Instructions to follow:
Below are the records; give again exactly the lines that run from the one with "Look at the photo above. For every instance of the standing" through the last line.

Given records:
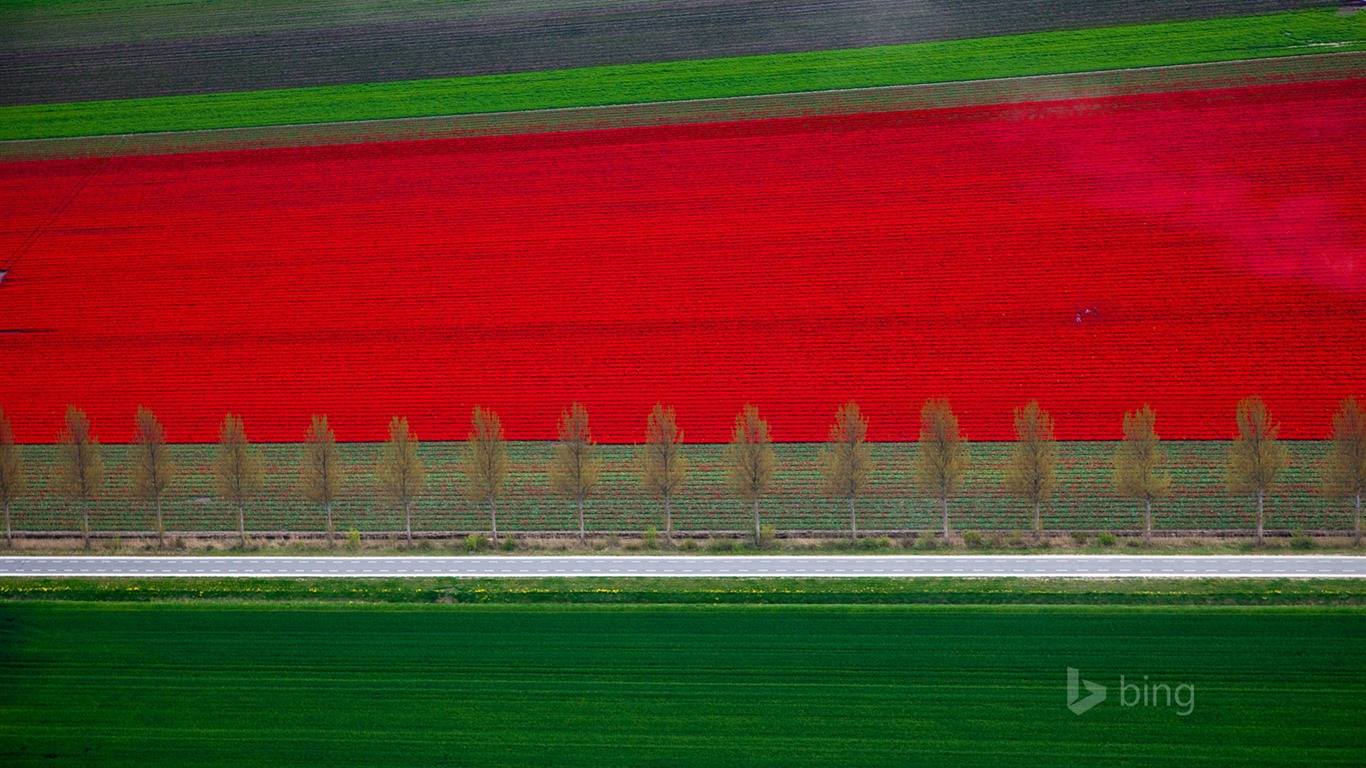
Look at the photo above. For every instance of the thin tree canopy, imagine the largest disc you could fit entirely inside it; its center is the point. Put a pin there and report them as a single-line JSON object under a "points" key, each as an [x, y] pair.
{"points": [[663, 466], [1033, 469], [238, 469], [575, 468], [399, 470], [1138, 459], [749, 457], [941, 457], [847, 458], [1344, 469], [12, 481], [486, 457], [79, 470], [150, 469], [320, 468], [1257, 457]]}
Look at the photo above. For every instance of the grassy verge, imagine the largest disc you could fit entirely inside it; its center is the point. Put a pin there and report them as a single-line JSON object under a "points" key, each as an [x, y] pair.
{"points": [[1107, 48], [695, 591], [674, 685]]}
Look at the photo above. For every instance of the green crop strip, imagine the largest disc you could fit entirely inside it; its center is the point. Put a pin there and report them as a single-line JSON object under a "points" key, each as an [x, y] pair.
{"points": [[1055, 52], [515, 685], [1085, 498], [615, 591]]}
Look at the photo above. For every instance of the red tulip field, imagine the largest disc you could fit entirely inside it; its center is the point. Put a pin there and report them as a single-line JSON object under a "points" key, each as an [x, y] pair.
{"points": [[1180, 249]]}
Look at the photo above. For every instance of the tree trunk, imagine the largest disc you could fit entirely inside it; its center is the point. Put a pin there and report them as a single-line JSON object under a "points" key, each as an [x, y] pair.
{"points": [[853, 522], [1357, 521], [668, 521], [1260, 541]]}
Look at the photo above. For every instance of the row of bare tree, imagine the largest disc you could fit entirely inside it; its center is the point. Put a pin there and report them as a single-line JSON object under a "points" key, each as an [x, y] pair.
{"points": [[1256, 461]]}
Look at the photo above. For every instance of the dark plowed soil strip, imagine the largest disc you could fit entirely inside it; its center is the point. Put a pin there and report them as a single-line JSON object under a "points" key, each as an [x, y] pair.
{"points": [[130, 53], [892, 99]]}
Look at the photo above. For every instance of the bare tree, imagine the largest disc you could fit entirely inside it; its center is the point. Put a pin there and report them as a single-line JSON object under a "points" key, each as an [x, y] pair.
{"points": [[750, 461], [11, 473], [150, 470], [663, 466], [941, 457], [1344, 468], [400, 472], [1257, 457], [320, 468], [575, 468], [1033, 469], [847, 461], [79, 472], [238, 470], [1138, 462], [486, 462]]}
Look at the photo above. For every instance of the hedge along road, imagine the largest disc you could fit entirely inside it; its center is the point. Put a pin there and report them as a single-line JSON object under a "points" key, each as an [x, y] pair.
{"points": [[74, 51], [1029, 566]]}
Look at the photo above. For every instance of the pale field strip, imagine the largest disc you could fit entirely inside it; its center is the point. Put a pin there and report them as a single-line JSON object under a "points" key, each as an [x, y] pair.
{"points": [[764, 566]]}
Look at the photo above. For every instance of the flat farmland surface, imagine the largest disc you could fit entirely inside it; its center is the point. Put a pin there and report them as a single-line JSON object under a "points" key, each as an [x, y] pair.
{"points": [[97, 49], [243, 685], [792, 264], [1083, 500], [1016, 55]]}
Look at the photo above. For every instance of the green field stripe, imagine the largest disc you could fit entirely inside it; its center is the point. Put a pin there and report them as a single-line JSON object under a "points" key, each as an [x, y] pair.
{"points": [[1085, 498], [884, 99], [1040, 53], [646, 591], [406, 685]]}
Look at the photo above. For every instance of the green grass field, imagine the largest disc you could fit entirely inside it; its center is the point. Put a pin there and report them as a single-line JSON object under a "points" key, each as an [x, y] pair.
{"points": [[1107, 48], [649, 685], [1083, 500]]}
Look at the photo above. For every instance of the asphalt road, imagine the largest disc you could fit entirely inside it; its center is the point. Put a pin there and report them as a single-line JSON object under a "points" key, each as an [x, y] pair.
{"points": [[1092, 566]]}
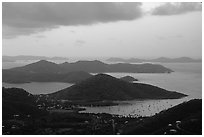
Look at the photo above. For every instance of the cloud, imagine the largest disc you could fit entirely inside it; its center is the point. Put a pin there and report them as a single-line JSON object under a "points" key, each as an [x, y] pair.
{"points": [[80, 42], [177, 8], [20, 18]]}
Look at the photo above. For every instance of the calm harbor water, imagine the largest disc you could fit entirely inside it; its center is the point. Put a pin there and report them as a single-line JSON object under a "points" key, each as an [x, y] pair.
{"points": [[186, 79]]}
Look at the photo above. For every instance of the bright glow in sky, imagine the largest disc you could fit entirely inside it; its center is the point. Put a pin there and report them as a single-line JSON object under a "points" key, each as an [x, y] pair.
{"points": [[165, 33]]}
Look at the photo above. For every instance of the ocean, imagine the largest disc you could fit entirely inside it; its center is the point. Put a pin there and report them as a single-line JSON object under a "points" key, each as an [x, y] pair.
{"points": [[186, 78]]}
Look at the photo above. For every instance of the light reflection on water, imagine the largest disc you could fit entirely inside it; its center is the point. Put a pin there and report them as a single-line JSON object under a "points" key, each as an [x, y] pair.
{"points": [[186, 79], [136, 108]]}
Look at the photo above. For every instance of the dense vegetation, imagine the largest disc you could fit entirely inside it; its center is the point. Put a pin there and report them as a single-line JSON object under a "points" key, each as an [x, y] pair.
{"points": [[128, 79], [105, 87]]}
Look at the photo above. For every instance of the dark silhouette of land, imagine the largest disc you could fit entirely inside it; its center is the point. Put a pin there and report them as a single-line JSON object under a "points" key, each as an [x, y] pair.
{"points": [[45, 71], [27, 114], [185, 118], [161, 60], [105, 87], [128, 79]]}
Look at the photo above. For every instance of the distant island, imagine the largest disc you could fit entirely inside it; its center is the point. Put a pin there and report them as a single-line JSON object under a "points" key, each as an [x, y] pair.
{"points": [[161, 60], [45, 71], [128, 79], [105, 87], [24, 57]]}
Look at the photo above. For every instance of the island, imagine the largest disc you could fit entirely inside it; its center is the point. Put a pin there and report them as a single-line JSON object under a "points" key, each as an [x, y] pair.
{"points": [[105, 87], [161, 60], [46, 71], [128, 79]]}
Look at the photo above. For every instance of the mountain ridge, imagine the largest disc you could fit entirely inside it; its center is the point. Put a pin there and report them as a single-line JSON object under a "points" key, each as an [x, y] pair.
{"points": [[105, 87]]}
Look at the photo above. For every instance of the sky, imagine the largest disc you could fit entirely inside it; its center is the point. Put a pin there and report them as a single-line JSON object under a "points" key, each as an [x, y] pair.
{"points": [[146, 30]]}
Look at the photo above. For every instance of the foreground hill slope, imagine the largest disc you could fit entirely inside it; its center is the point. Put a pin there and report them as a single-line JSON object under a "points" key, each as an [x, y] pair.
{"points": [[105, 87], [17, 101], [189, 115]]}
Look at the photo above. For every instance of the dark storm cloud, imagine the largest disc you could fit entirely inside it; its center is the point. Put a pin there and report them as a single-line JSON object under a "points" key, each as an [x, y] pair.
{"points": [[177, 8], [26, 18]]}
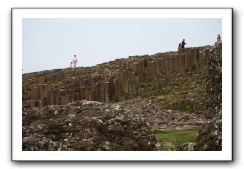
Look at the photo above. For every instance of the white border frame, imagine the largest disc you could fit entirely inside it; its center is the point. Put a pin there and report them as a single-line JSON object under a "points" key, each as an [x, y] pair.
{"points": [[19, 155]]}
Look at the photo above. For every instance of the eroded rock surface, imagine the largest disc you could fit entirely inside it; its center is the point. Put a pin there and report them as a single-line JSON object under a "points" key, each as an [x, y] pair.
{"points": [[86, 125]]}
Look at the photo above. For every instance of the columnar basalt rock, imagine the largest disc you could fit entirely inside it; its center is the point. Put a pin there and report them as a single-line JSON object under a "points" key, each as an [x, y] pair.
{"points": [[210, 136], [107, 82]]}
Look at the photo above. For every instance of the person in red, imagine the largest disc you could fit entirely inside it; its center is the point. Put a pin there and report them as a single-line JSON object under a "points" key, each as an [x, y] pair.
{"points": [[74, 61], [183, 43]]}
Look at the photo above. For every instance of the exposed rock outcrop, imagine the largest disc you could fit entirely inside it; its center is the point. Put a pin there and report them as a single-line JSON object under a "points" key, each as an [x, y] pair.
{"points": [[86, 125], [210, 136]]}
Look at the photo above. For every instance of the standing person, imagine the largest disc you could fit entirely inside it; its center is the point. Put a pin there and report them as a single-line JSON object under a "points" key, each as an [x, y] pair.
{"points": [[74, 61], [70, 65], [219, 40], [183, 43]]}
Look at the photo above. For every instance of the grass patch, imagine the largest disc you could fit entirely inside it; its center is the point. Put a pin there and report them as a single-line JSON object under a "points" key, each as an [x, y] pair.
{"points": [[176, 137]]}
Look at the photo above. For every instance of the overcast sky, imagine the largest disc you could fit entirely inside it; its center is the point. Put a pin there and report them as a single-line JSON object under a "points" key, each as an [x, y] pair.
{"points": [[51, 43]]}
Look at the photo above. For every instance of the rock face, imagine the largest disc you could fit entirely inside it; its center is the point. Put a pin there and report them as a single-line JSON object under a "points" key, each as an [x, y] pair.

Output of the task:
Look at the photo above. For every instance of the standing person, imagine the largest disc you could fit entirely inside it; its center is the point. Put a pin there and report them as a single-line JSON object under a "points" key, each as an [x, y] pair.
{"points": [[74, 61], [70, 65], [219, 40], [183, 43]]}
Look at the photo above. For every instance of the grass patch, imagine the largest disc you could fit entirely inside it; its center is the point. Put a pin there and report them as a single-line JSON object under a "points" key, each as an [x, y] pair.
{"points": [[176, 137]]}
Look at the photo above. For every instance of the overcast sky, imagine the largest disc you could fit entirely inside it; its center is the point. Put a pin there and report them as a single-line JSON object under a "points" key, each as an [x, y] pair.
{"points": [[51, 43]]}
Look at the photo above. For every instance of the rock face, imagine the largest disc you could fit entirely inside it; its center is the point. Put a pin there and report them as a single-line JSON object under a "points" key, each as an [x, y] pair.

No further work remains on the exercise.